* _OBIETTIVO 1_
Per favore, rendi come lista JSON di stringhe, una per riga e senza righe vuote, il tratto delle voci che va dalla riga che contiene "Where is the black" fino alla riga che contiene "(131, 90), (142, 218)", entrambe incluse.

* _BRANO DEL DOCUMENTO_
----------------------------------------

10 Ottobre 2024
Religione

La profezia di Malachia e la lista degli ultimi Papi – Prima Parte – Alfonso Piscitelli

Poco ha a che fare con l’originario Malachia, santo vescovo del XII secolo, quel lungo elenco di motti – 111 per la precisione – che sono raccolti nella fortunata Prophetia Sancti Malachiae Archiepiscopi, de Summis Pontificibus e che promettono di vaticinare il carattere dei pontefici venturi fino all’ultimo successore di Pietro.

La Profezia, che riemerge come un fiume carsico nei momenti critici della storia d’Occidente o più meccanicamente quando si alza la fumata bianca di una nuova elezione in conclave, si completa con il centoundicesimo della lista, “Petrus Romanus”, dopo il quale lo pseudo-Malachia prevede la distruzione dell’Urbe e, come effetto collaterale non da poco, la deflagrazione dell’intero mondo.

----------------------------------------

* _OBIETTIVO 2_
Rispondi a queste domande sul brano del documento.
(a) Quanti motti contiene l'elenco raccolto nella Prophetia?
(b) In quale secolo visse il santo vescovo Malachia?
(c) Qual è il motto del centoundicesimo della lista?

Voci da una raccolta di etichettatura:
----------------------------------------

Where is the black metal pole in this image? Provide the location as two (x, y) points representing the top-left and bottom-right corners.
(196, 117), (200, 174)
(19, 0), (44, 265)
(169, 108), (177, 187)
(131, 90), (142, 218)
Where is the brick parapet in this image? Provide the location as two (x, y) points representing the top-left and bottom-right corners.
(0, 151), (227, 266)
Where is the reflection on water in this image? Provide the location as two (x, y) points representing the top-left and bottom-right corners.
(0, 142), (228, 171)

----------------------------------------

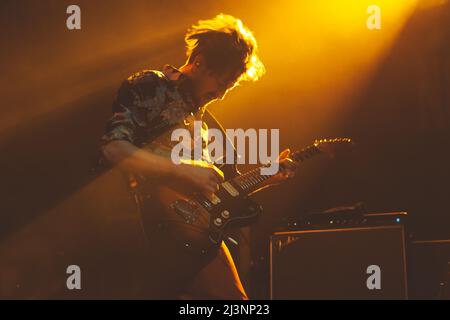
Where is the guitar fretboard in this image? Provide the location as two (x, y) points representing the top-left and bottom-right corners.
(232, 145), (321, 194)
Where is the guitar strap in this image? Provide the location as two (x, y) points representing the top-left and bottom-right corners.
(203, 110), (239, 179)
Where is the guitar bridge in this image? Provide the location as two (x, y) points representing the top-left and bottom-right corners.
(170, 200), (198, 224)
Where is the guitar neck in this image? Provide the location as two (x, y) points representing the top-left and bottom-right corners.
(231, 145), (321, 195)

----------------------------------------

* _OUTPUT COMPLETO 1_
[
  "Where is the black metal pole in this image? Provide the location as two (x, y) points representing the top-left and bottom-right corners.",
  "(196, 117), (200, 174)",
  "(19, 0), (44, 265)",
  "(169, 108), (177, 187)",
  "(131, 90), (142, 218)"
]

* _OUTPUT COMPLETO 2_
(a) 111.
(b) Nel XII secolo.
(c) "Petrus Romanus".